Page extract —
+ + + + + + +

# Viewsonic LCD monitor display turns off problem



## simmishyam

Hello, the problem with my 22" Viewsonic LCD monitor(VX2245wm is that the display goes blank after about 1-1.5 mins.(though the power LED on the monitor remains unchanged i.e. blue(it turns orange in case there is no video signal from the CPU)). Switching off the monitor and then re-starting it the display resumes but again it goes blank after 1-1.5 mins. Please advise....


----------



## JimE

Test it on another PC. If you have the same problem, the monitor is faulty.


----------



## simmishyam

Yes, the monitor clearly is.....have some knowledge of computer hardware.....needed assistance inside the LCD monitor


----------



## abhishek1188

I have he same problem with my Samsung SyncMaster 740N 17". But I tested my monitor with another PC and it seemed all right. Took my RAM out, cleaned them plugged them one by one, still no results. Tested my Graphics card too & it also seemed all right. I am now at total loss as to where the real problem lies. Please help.:4-dontkno
my config:
AMD Athlon 64 2800+
MSI K8VMM mobd
1GB RAM
nvidia geforce 7600GS
160GB HDD


----------



## sangamam

abhishek1188 said:


> I have he same problem with my Samsung SyncMaster 740N 17". But I tested my monitor with another PC and it seemed all right. Took my RAM out, cleaned them plugged them one by one, still no results. Tested my Graphics card too & it also seemed all right. I am now at total loss as to where the real problem lies. Please help.:4-dontkno
> my config:
> AMD Athlon 64 2800+
> MSI K8VMM mobd
> 1GB RAM
> nvidia geforce 7600GS
> 160GB HDD


Have you checked the Monitor cable? May be the fault is in the cable.and check your ram using memtest86+ is free.run an overnight scan and see if some error are there


----------



## WereBo

Hi abhishek :wave:

It would appear you have a fault with your graphics-card - When you removed your RAM, did you notice whether there was lots of dust on your graphics-card, around the heatsink/fan area?

+ + + + + + +

Set tasks —
(1) In the thread about the Viewsonic monitor that goes blank, why does JimE suggest trying the monitor on another PC? Answer in one to three sentences.
(2) From the monitor thread, rewrite the part starting with "It would appear" and going on through "the heatsink/fan area?", changing "graphics-card" to "video card".
(3) Keep the forum thread about the monitor that goes blank going from where it stops.
You won't need the data that follows for any of this work.

Provided material —
+ + + + + + +

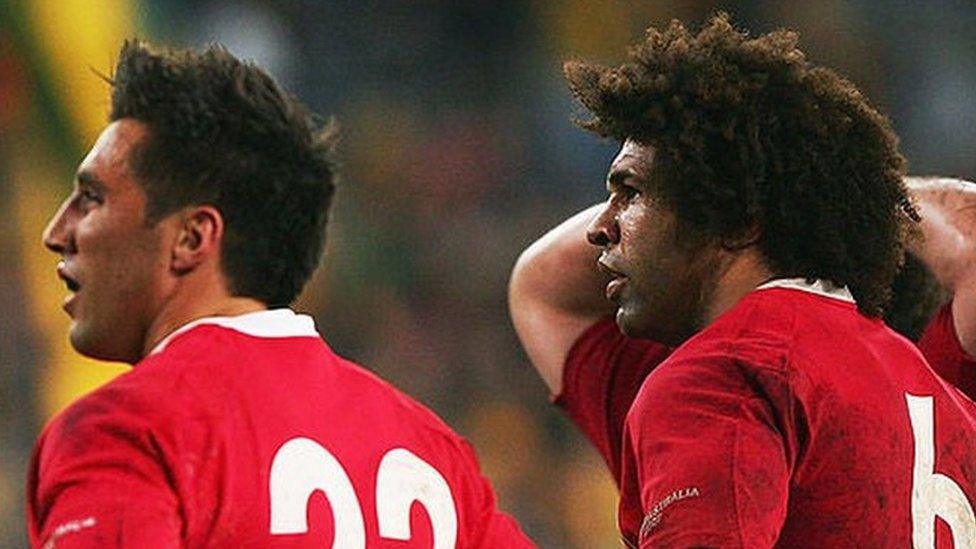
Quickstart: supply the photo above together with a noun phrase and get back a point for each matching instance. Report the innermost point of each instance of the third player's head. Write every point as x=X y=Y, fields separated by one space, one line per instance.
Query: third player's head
x=739 y=159
x=209 y=182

+ + + + + + +

Outputs in order —
(1) Trying it on another PC shows where the fault is. If the same problem happens there, the monitor itself is faulty.

(2)
It would appear you have a fault with your video card - When you removed your RAM, did you notice whether there was lots of dust on your video card, around the heatsink/fan area?

(3)
If there is, remove the dust with a 'gentle' brush (i.e. soft bristles) and, ideally, a can of compressed air with a nozzle to get between the vanes. If you have access to one, a vacuum-cleaner is ideal to catch the dust that will immediately start floating around, but don't hold the nozzle too close to any components, the static-electric build-up will zap them!


----------



## samsmidi

simmishyam said:


> Hello, the problem with my 22" Viewsonic LCD monitor(VX2245wm is that the display goes blank after about 1-1.5 mins.(though the power LED on the monitor remains unchanged i.e. blue(it turns orange in case there is no video signal from the CPU)). Switching off the monitor and then re-starting it the display resumes but again it goes blank after 1-1.5 mins. Please advise....


Hi, got the same problem, i'm also using Viewsonic LCD monitor, 22".
Did you resolve yours? thanksssss


----------



## Done_Fishin

blank or black displays with the power LED alight is usually a problem with power supply capacitors .. or the occasional open circuit smd fuse in the inverter backlight circuit ..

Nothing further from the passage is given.